# Stated goal
Pull out every line in the records below that contains the word "stone", and copy each of those lines in full.
────────────────────────────────────────
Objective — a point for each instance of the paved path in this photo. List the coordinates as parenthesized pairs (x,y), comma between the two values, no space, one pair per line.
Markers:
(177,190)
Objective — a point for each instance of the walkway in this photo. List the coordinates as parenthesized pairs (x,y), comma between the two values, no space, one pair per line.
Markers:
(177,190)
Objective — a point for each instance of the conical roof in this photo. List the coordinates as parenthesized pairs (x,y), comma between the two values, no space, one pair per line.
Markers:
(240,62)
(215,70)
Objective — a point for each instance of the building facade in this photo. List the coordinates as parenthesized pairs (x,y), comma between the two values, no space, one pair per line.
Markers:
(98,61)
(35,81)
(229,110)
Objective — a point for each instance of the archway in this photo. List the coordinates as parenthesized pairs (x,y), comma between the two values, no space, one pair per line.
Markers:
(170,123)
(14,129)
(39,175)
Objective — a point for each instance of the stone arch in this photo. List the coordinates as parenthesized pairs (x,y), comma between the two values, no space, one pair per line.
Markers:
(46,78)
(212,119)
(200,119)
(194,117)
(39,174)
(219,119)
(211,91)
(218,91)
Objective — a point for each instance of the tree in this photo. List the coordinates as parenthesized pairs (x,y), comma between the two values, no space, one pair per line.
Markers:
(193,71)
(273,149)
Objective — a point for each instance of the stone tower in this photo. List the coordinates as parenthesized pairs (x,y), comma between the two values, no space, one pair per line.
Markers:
────────────────────────────────────────
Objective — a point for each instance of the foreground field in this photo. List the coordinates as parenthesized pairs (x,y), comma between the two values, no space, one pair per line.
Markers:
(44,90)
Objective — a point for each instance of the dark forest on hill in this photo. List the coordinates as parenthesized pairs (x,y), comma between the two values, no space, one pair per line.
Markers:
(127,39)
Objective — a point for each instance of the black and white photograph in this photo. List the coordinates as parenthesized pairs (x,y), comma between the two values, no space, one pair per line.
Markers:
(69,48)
────────────────────────────────────────
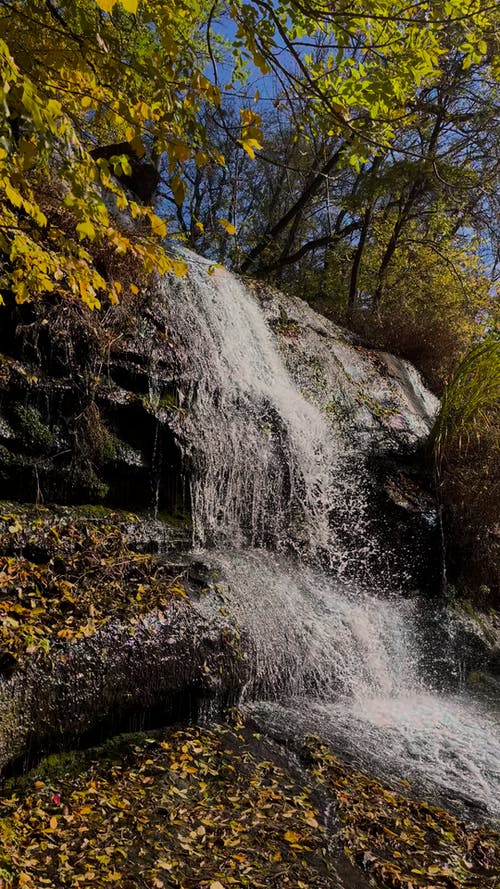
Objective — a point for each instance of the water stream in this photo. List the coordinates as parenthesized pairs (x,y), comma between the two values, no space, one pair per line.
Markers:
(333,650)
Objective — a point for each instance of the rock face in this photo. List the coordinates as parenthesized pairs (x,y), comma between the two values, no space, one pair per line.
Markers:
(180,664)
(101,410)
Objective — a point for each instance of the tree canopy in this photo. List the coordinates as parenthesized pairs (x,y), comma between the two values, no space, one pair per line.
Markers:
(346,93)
────────────────────────────────────────
# In response
Objective — a point for each instance of the stone arch in this photo. List the coordinates as parenthesized pairs (x,y), comma between the two values, no space, one pair per line.
Objective — a point for each instance of the stone tower in this photo. List the coordinates as parenthesized pairs (x,y), comma between the two values, no space, one pair per line.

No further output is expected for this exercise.